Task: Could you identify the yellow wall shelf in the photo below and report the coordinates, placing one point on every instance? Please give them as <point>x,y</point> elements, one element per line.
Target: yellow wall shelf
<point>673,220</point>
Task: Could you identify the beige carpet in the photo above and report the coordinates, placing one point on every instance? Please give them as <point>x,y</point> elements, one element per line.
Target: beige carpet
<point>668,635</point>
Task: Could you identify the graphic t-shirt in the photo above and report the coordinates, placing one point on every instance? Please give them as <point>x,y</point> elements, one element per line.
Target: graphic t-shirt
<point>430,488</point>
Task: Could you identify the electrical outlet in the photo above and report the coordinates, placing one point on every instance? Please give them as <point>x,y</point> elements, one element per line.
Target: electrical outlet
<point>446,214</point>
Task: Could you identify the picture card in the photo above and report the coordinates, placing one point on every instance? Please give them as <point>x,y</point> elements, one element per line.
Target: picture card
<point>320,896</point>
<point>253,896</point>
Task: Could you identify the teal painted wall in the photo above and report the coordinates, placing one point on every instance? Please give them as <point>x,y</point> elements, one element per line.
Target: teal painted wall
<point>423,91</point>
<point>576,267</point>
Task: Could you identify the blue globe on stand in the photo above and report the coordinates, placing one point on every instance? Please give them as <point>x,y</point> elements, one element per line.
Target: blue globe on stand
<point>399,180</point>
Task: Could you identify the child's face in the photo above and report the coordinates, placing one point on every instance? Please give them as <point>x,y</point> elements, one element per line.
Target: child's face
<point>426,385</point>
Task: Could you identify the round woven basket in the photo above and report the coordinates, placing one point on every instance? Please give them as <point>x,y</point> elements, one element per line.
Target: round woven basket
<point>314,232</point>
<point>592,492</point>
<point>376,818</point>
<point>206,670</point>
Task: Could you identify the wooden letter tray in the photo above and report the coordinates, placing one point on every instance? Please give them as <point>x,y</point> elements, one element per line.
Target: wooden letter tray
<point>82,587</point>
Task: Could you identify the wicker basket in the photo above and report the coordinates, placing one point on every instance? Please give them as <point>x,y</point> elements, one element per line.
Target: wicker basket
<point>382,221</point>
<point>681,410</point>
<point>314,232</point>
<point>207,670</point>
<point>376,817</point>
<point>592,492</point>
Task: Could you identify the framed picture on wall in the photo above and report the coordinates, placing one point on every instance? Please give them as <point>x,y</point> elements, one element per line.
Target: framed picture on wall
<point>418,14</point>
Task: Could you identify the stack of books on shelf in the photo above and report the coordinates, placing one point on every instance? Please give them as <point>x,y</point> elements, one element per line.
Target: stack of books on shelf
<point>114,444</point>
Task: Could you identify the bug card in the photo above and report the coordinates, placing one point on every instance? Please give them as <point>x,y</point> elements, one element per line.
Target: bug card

[Aim] Rewrite the material above as a Markdown table with the columns Row and Line. Number each line in the Row column, put its text in the Line column, and skip any blank lines.

[Problem solution]
| Row | Line |
|---|---|
| 1 | Task: Could you identify the yellow wall shelf in the photo below and report the coordinates, placing one point on every instance? Please give them as <point>x,y</point> elements, one element per line. |
| 2 | Target: yellow wall shelf |
| 3 | <point>673,220</point> |
| 4 | Task: Could you identify the beige carpet in the photo above and report the coordinates, placing one point on every instance? Please give them as <point>x,y</point> elements, one element per line. |
| 5 | Target: beige carpet |
| 6 | <point>668,635</point> |
| 7 | Task: Could you identify the graphic t-shirt in the photo above and report the coordinates, placing one point on every instance? Please give them as <point>x,y</point> elements, one element per line. |
| 8 | Target: graphic t-shirt |
| 9 | <point>430,488</point> |
| 10 | Task: Could you identify the electrical outlet in the photo above and report the coordinates, placing one point on every instance? Please give them as <point>x,y</point> elements, one element per line. |
| 11 | Target: electrical outlet |
| 12 | <point>446,214</point> |
| 13 | Task: Could you identify the picture card in the photo above and report the coordinates, placing one point on every instance? Please give them as <point>x,y</point> elements, one element per line. |
| 14 | Target: picture card |
| 15 | <point>320,896</point> |
| 16 | <point>253,896</point> |
| 17 | Task: Could you identify the teal painted wall in the photo above and report the coordinates, placing one point on every instance? Please give them as <point>x,y</point> elements, one element per line. |
| 18 | Target: teal painted wall |
| 19 | <point>423,91</point> |
| 20 | <point>576,267</point> |
| 21 | Task: Could you identify the blue globe on stand in the photo above and report the coordinates, placing one point on every instance? Please give them as <point>x,y</point> elements, one element per line. |
| 22 | Target: blue globe on stand |
| 23 | <point>399,180</point> |
| 24 | Task: Could you identify the child's face in the photo above and report the coordinates, placing one point on every instance? Please give them as <point>x,y</point> elements, one element per line. |
| 25 | Target: child's face |
| 26 | <point>426,385</point> |
| 27 | Task: Could you identify the round woven basket in the photo above and report the coordinates, placing one point on every instance? Please give them as <point>x,y</point> elements, one element per line. |
| 28 | Target: round woven basket |
| 29 | <point>314,232</point> |
| 30 | <point>592,492</point> |
| 31 | <point>376,818</point> |
| 32 | <point>206,670</point> |
| 33 | Task: Could you identify the wooden letter tray in the photo above and report the coordinates, placing one point on every instance? Please give them as <point>x,y</point> elements, one element per line. |
| 34 | Target: wooden letter tray |
| 35 | <point>82,587</point> |
| 36 | Task: Could you identify the wicker basket in the photo above and report the coordinates, placing one point on every instance? Please give them as <point>x,y</point> elements, one element per line. |
| 37 | Target: wicker basket |
| 38 | <point>382,221</point> |
| 39 | <point>681,410</point> |
| 40 | <point>314,232</point> |
| 41 | <point>207,670</point> |
| 42 | <point>376,817</point> |
| 43 | <point>592,492</point> |
| 44 | Task: Could you identify the framed picture on wall in the photo above and report the coordinates, placing one point on every instance? Please give them as <point>x,y</point> elements, one element per line. |
| 45 | Target: framed picture on wall |
| 46 | <point>418,14</point> |
| 47 | Task: Could you identify the stack of books on shelf in the photo above and report the coordinates, placing one point on every instance? Please give them as <point>x,y</point> elements, one element per line. |
| 48 | Target: stack of books on shelf |
| 49 | <point>114,444</point> |
| 50 | Task: Could you identify the bug card in the photo above and report the coordinates, placing one point on every instance? Please give them as <point>x,y</point> elements, one element per line. |
| 51 | Target: bug card |